## CHALLENGES
A. In the article on attitudes toward Islamic movements, how does the Islamic Resistance Movement view other Islamic movements?
B. Please extend the article on attitudes toward Islamic movements past its final sentence.
══ GIVEN TEXT ══
Our Attitudes Towards:
A. Islamic Movements:
Article Twenty-Three:
The
Islamic Resistance Movement views other Islamic movements with respect and
appreciation. If it were at variance with them on one point or opinion, it is
in agreement with them on other points and understandings. It considers these
movements, if they reveal good intentions and dedication to Allah, that they
fall into the category of those who are trying hard since they act within the
Islamic circle. Each active person has his share.
The
Islamic Resistance Movement considers all these movements as a fund for itself.
It prays to Allah for guidance and directions for all and it spares no effort
to keep the banner of unity raised, ever striving for its realisation in
accordance with the Koran and the Prophet's directives.
═══
══ GIVEN DATA ══
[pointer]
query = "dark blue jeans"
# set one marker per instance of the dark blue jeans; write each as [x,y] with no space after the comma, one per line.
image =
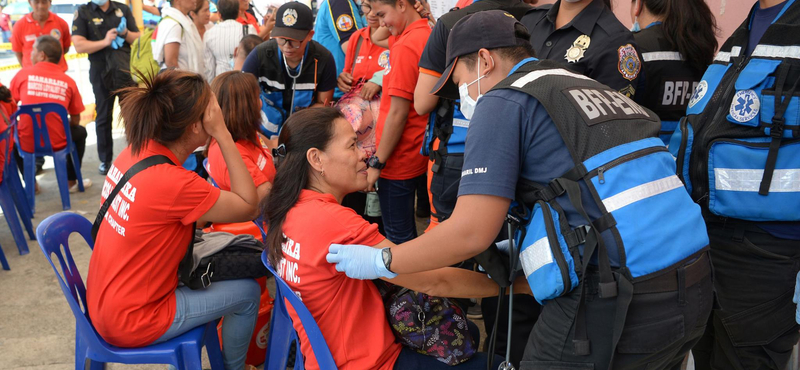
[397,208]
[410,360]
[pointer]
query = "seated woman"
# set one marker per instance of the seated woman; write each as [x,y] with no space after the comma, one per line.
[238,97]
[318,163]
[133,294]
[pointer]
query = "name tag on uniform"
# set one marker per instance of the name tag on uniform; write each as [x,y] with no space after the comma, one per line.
═══
══ GIVEN DATA ══
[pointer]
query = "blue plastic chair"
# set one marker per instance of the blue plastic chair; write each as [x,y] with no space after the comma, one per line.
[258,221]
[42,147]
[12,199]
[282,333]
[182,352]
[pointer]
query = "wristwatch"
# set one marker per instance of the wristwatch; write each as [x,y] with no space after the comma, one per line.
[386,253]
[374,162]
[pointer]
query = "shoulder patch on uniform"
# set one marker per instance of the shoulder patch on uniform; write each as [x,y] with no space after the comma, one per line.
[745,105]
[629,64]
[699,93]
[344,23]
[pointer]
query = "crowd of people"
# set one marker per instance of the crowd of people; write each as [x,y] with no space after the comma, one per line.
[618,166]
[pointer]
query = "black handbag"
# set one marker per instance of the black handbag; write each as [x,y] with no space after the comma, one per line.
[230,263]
═══
## ANSWERS
A. With respect and appreciation.

B.
"And
cleave all of you unto the covenant of Allah, and depart not from it, and
remember the favour of Allah towards you: since ye were enemies, and he
reconciled your hearts, and ye became companions and brethren by his favour:
and ye were on the brink of a pit of fire, and he delivered you thence. Allah
declareth unto you his signs, that ye may be directed." (The Family of
Imran - Verse 102).
Article Twenty-Four:
The
Islamic Resistance Movement does not allow slandering or speaking ill of
individuals or groups, for the believer does not indulge in such malpractices.
It is necessary to differentiate between this behaviour and the stands taken by
certain individuals and groups. Whenever those stands are erroneous, the
Islamic Resistance Movement preserves the right to expound the error and to
warn against it. It will strive to show the right path and to judge the case in
question with objectivity. Wise conduct is indeed the target of the believer
who follows it wherever he discerns it.
"Allah
loveth not the speaking ill of anyone in public, unless he who is injured call
for assistance; and Allah heareth and knoweth: whether ye publish a good
action, or conceal it, or forgive evil, verily Allah is gracious and
powerful." (Women - verses 147-148).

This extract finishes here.